Instruction A: In the rights agreement excerpt, what portion of the combined assets or earning power of the Company and its Subsidiaries must a sale or transfer reach to fall under Section 13?

Provided text:
Section 12. Certificate of Adjusted Purchase Price or Number of
---------------------------------------------------
Shares. Whenever an adjustment is made as provided in Section 11 or 13 hereof,
------
the Company shall promptly (a) prepare a certificate setting forth such
adjustment and a brief statement of the facts accounting for such adjustment,
(b) file with the Rights Agent and with each transfer agent for the Common
Shares or the Preferred Shares and the Securities and Exchange Commission a copy
-26-
of such certificate and (c) if such adjustment occurs at any time after the
Distribution Date, mail a brief summary thereof to each holder of a Right
Certificate in accordance with Section 25 hereof.
Section 13. Consolidation, Merger or Sale or Transfer of Assets or
------------------------------------------------------
Earning Power. In the event, directly or indirectly, at any time after a Person
-------------
has become an Acquiring Person, (a) the Company shall consolidate with, or merge
with and into, any other Person, (b) any Person shall merge with and into the
Company and the Company shall be the continuing or surviving corporation of such
merger and, in connection with such merger, all or part of the Common Shares
shall be changed into or exchanged for stock or other securities of any other
Person (or the Company) or cash or any other property, or (c) the Company shall
sell or otherwise transfer (or one or more of its Subsidiaries shall sell or
otherwise transfer), in one or more transactions, assets or earning power
aggregating 50% or more of the assets or earning power of the Company and its
Subsidiaries (taken as a whole) to any other Person other than the Company or
one or more of its wholly-owned Subsidiaries, then, and in each such case,
proper provision shall be made so that (i) each holder of a Right (except as
otherwise provided herein) shall thereafter have the right to receive, upon the
exercise thereof at a price equal to the then current Purchase Price multiplied
by the number of one one-hundredths of a Preferred Share for which a Right is
then exercisable (whether or not then exercisable for Preferred Shares), in
accordance with the terms of this Agreement and in lieu of Preferred Shares,
such number of Common Shares of such other Person (including the Company as
successor thereto or as the surviving corporation) as shall equal the result
obtained by (A) multiplying the then current Purchase Price by the number of one
one-hundredths of a Preferred Share for which a Right is then exercisable
(whether or not then exercisable for Preferred Shares) and dividing that product
by (B) 50% of
-27-
the then current per share market price of the Common Shares of such other
Person (determined pursuant to Section 11(d) hereof) on the date of consummation
of such consolidation, merger, sale or transfer; (ii) the issuer of such Common
Shares shall thereafter be liable for, and shall assume, by virtue of such
consolidation, merger, sale or transfer, all the obligations and duties of the
Company pursuant to this Agreement; (iii) the term "Company" shall thereafter be
deemed to refer to such issuer; and (iv) such issuer shall take such steps
(including, but not limited to, the reservation of a sufficient number of its
Common Shares in accordance with Section 9 hereof) in connection with such
consummation as may be necessary to assure that the provisions hereof shall
thereafter be applicable, as nearly as reasonably may be, in relation to the
Common Shares of the Company thereafter deliverable upon the exercise of the
Rights. The Company shall not consummate any such consolidation, merger, sale or
transfer unless, prior thereto, the Company and such issuer shall have executed
and delivered to the Rights Agent a supplemental agreement so providing. The
Company shall not enter into any transaction of the kind referred to in this
Section 13 if at the time of such transaction there are any rights, warrants,
instruments or securities outstanding or any agreements or arrangements which,
as a result of the consummation of such transaction, would eliminate or
substantially diminish the benefits intended to be afforded by the Rights. The
provisions of this Section 13 shall similarly apply to successive mergers or
consolidations or sales or other transfers.

Instruction B: Reproduce every line of the entries below, requests included and pictures omitted, with 102 added to each point coordinate in the answers.

Data:
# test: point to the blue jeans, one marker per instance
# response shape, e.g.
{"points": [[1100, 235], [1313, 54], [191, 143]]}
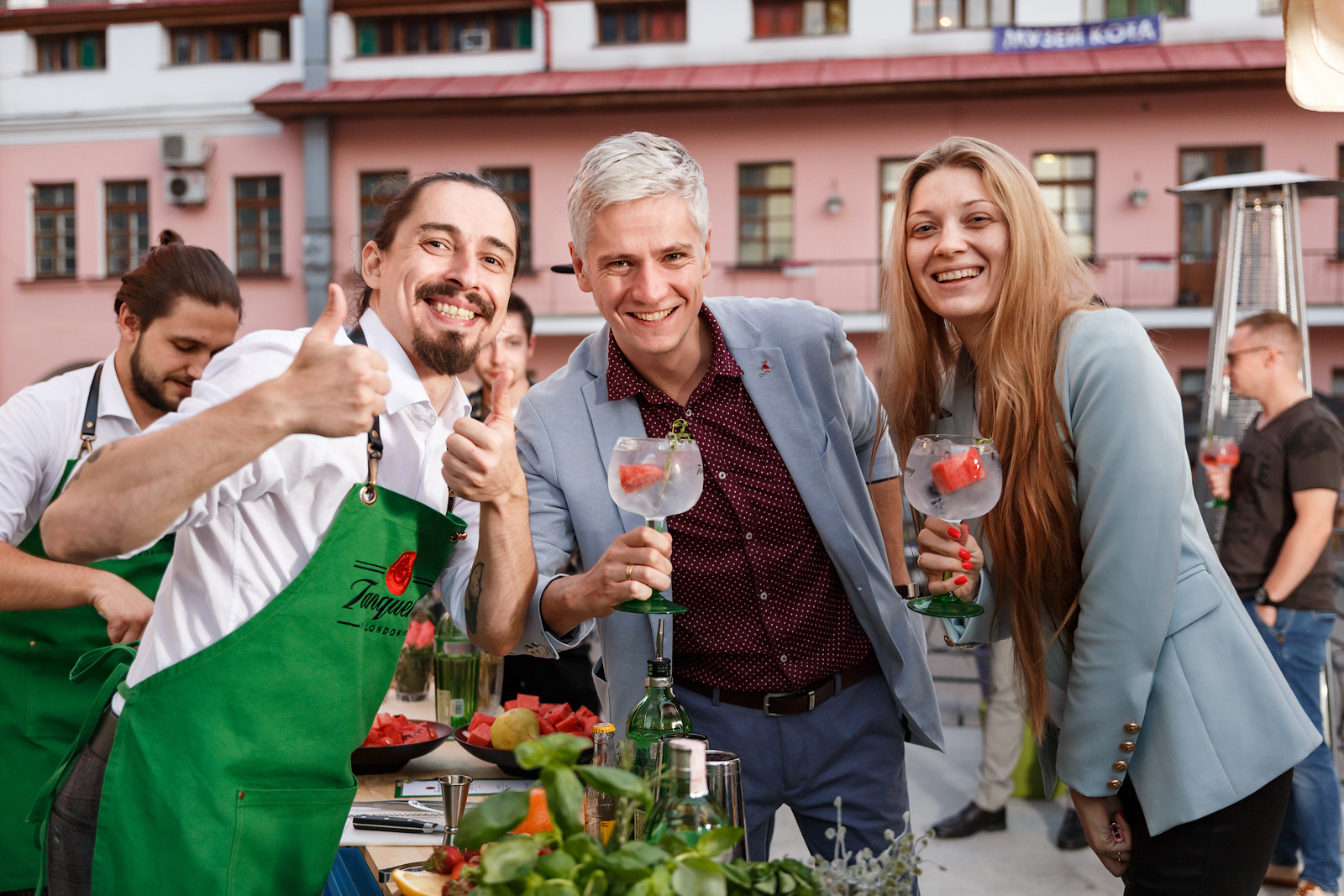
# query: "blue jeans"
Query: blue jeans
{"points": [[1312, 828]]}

Full output A: 50% or more, taken as a whole.

Full output B:
# test: point to the blue jeans, one marker per instance
# response shape, e.g.
{"points": [[1100, 235], [1313, 54], [191, 143]]}
# query: "blue jeans"
Query: blue jeans
{"points": [[1414, 930]]}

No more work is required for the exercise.